Requirement
Copy out the records in full, word for word, without pictures.

Records from a data collection
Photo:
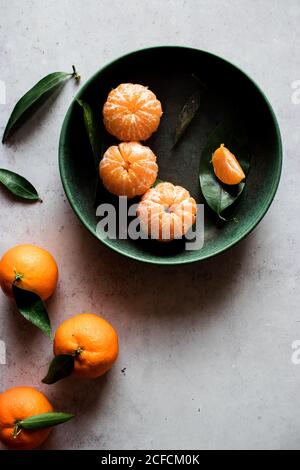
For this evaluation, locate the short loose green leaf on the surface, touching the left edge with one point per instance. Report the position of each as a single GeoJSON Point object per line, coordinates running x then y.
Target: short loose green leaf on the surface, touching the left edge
{"type": "Point", "coordinates": [18, 185]}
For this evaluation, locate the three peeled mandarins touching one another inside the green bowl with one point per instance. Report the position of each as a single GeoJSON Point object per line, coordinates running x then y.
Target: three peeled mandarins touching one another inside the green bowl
{"type": "Point", "coordinates": [131, 114]}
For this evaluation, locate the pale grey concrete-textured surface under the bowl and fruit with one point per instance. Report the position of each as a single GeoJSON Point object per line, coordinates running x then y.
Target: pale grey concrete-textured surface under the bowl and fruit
{"type": "Point", "coordinates": [207, 347]}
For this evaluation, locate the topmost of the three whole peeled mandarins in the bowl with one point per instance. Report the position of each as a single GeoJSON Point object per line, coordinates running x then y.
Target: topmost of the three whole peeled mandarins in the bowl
{"type": "Point", "coordinates": [131, 112]}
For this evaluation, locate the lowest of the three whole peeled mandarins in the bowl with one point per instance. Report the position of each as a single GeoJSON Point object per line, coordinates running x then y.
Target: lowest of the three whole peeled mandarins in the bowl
{"type": "Point", "coordinates": [167, 212]}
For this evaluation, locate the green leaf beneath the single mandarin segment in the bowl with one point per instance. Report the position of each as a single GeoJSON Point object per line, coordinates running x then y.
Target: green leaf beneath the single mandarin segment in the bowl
{"type": "Point", "coordinates": [231, 133]}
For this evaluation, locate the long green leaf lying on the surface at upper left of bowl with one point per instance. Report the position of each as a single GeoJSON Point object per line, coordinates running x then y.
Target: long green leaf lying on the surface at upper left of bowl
{"type": "Point", "coordinates": [30, 102]}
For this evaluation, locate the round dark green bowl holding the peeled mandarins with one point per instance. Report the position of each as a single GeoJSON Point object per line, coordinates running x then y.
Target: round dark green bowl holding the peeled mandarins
{"type": "Point", "coordinates": [168, 71]}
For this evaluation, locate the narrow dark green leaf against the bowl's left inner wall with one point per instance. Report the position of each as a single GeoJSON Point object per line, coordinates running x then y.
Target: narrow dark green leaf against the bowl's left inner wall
{"type": "Point", "coordinates": [93, 131]}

Written response
Photo:
For this evaluation, locate the short loose green leaf on the surface, touching the left edge with one point per instance. Report the position of each as a single GeoJSON Point object per line, coordinates running x then y.
Target: short loose green leaf on the surface, touching the left edge
{"type": "Point", "coordinates": [18, 185]}
For this evaluation, locate the three peeled mandarins touching one another inside the green bowl with one point per instance. Report the position of each as a single GeoJSON Point object per line, coordinates running x then y.
Target: three peeled mandarins touching one another inside the green bowl
{"type": "Point", "coordinates": [131, 114]}
For this evaluation, locate the pale grey concrete-textured surface under the bowl and fruit with one point per instance. Report the position of each as a single GeoJSON Point object per line, coordinates running x then y.
Target: pale grey concrete-textured surface under the bowl and fruit
{"type": "Point", "coordinates": [207, 347]}
For this evaluation, locate the topmost of the three whole peeled mandarins in the bowl with one point per instance. Report the position of each as a single GeoJSON Point object per line, coordinates running x then y.
Target: topmost of the three whole peeled mandarins in the bowl
{"type": "Point", "coordinates": [131, 112]}
For this evaluation, locate the lowest of the three whole peeled mandarins in the bowl with one point per instance. Report the position of each as a single GeoJSON Point object per line, coordinates running x then y.
Target: lowest of the three whole peeled mandarins in the bowl
{"type": "Point", "coordinates": [167, 212]}
For this evaluation, locate the green leaf beneath the single mandarin segment in the bowl with one point per instance. Report the position of each as a single GeoJSON Point object per line, coordinates running x then y.
Target: green leaf beneath the single mandarin segment in the bowl
{"type": "Point", "coordinates": [231, 133]}
For this evaluation, locate the long green leaf lying on the surface at upper left of bowl with one point per instance. Report the position of each as a single GeoJSON Point object per line, coordinates running x then y.
Target: long green leaf lying on the surface at upper left of bowl
{"type": "Point", "coordinates": [30, 102]}
For this evaluation, locate the round dark green bowl holding the peeled mandarins with one point per instance. Report the position of each as a single GeoJSON Point object per line, coordinates running x then y.
Target: round dark green bowl holding the peeled mandarins
{"type": "Point", "coordinates": [168, 71]}
For this evaluation, locate the narrow dark green leaf against the bowl's left inner wall with one point per instance. Report the position of each as a single GeoJSON Point object per line, coordinates running x then y.
Target: narrow dark green leaf against the bowl's left inner wall
{"type": "Point", "coordinates": [93, 131]}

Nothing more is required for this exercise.